### Task details:
Collect every line in the entries below that contains the string "person", with case counting.

### Input material:

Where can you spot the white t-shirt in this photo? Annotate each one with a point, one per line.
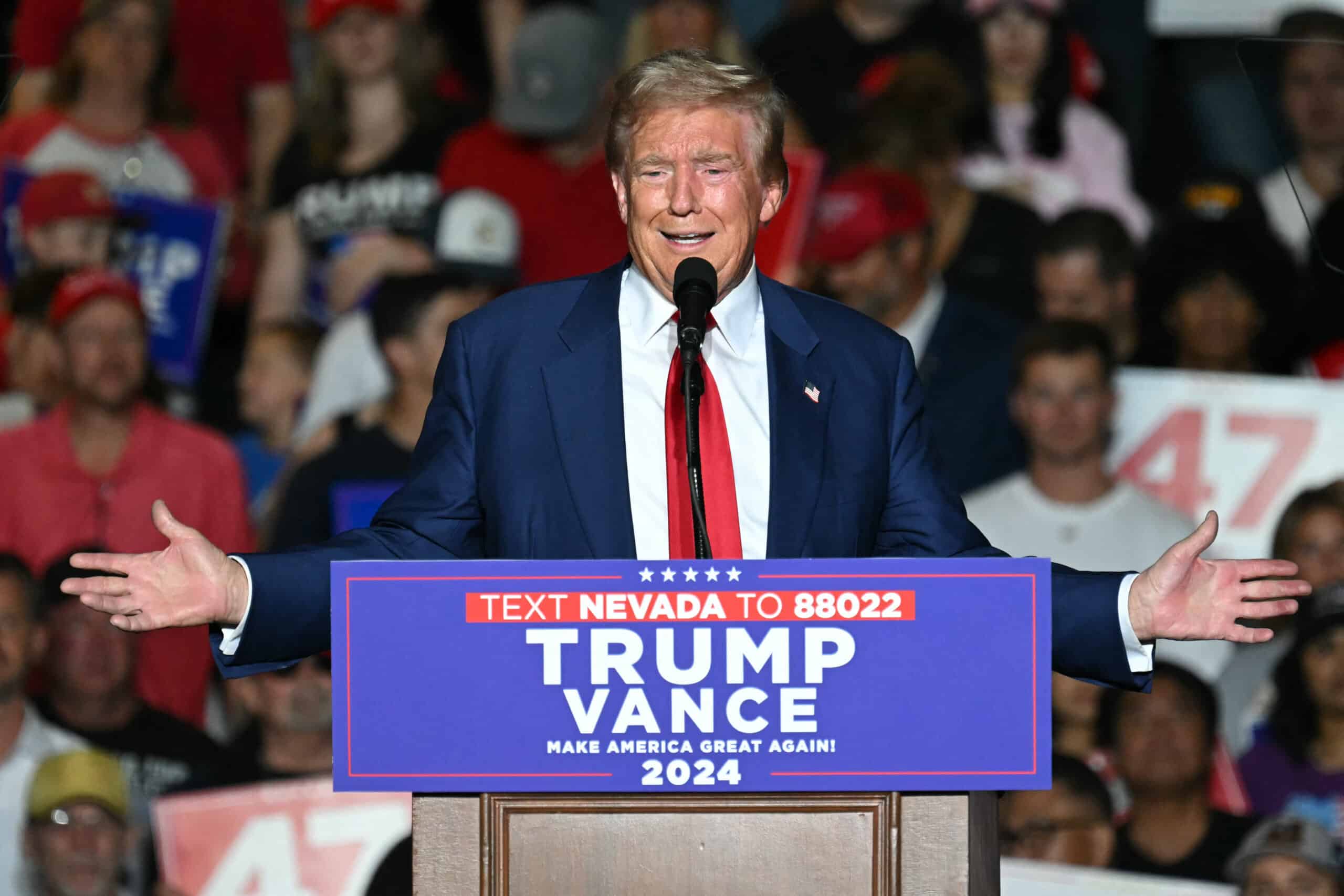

* * *

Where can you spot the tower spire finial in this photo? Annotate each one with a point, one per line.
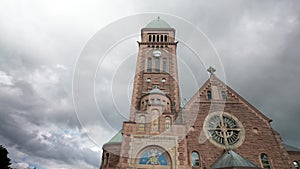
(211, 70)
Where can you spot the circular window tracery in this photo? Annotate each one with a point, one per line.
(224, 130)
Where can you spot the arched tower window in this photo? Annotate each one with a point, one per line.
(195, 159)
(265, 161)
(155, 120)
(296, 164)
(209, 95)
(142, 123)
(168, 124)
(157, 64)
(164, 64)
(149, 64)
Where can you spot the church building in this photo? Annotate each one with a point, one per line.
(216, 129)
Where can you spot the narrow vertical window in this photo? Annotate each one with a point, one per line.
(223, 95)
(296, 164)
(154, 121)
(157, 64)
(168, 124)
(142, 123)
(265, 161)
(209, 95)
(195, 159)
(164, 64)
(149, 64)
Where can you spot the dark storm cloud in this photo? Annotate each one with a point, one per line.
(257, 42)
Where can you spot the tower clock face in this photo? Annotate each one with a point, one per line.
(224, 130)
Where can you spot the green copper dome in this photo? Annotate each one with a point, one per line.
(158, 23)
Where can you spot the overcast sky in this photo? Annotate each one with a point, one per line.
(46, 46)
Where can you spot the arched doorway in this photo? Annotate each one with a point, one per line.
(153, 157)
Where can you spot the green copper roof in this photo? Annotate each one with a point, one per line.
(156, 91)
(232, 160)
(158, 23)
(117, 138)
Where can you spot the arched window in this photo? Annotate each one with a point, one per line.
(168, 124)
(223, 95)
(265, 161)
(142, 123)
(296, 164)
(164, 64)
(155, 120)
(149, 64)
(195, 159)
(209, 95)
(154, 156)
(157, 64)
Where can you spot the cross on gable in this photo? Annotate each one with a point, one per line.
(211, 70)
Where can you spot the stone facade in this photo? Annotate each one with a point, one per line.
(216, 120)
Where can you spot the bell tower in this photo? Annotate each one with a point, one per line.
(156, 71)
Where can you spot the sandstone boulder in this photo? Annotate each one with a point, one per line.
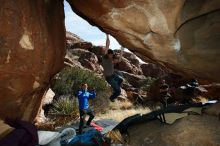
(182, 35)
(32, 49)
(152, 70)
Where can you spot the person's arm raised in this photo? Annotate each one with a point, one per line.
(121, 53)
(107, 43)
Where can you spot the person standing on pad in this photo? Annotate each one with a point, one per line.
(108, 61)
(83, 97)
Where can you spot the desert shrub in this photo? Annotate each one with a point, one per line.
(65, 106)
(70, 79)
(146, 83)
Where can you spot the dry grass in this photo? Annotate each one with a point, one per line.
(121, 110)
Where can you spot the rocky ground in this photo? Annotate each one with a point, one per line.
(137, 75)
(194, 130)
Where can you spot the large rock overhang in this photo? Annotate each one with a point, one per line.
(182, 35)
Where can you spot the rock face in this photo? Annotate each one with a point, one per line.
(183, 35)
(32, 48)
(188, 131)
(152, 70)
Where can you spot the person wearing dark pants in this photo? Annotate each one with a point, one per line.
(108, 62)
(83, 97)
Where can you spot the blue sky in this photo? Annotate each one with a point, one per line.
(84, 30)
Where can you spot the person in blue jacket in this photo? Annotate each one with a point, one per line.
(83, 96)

---

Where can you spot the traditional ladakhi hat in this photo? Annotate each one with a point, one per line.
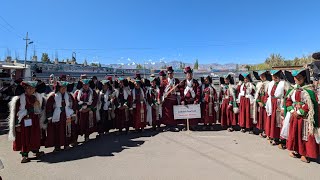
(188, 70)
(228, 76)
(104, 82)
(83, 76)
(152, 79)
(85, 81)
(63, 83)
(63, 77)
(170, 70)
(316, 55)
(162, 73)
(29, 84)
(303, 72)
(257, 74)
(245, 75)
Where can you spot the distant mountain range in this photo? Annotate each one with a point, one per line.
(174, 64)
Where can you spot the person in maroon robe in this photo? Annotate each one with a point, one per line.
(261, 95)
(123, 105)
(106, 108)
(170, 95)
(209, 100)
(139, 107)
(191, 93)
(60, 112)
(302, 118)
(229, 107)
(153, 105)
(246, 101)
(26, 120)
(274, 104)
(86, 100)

### Task solution:
Where can you spot the person's arm raised in this photo? Annotate each one with a point, one per line.
Where can you spot the person standing on pad in this photo? Annotate each one with a point, one per line.
Where can you spot the person wearing dark pants in this photo? Annotate each one with a point, one per line.
Where can you spot the person in blue jacket in this photo? Annotate each one with a point, one per line.
Where can you spot the person in maroon robe in this photo? Annotate each one with a point, one per line.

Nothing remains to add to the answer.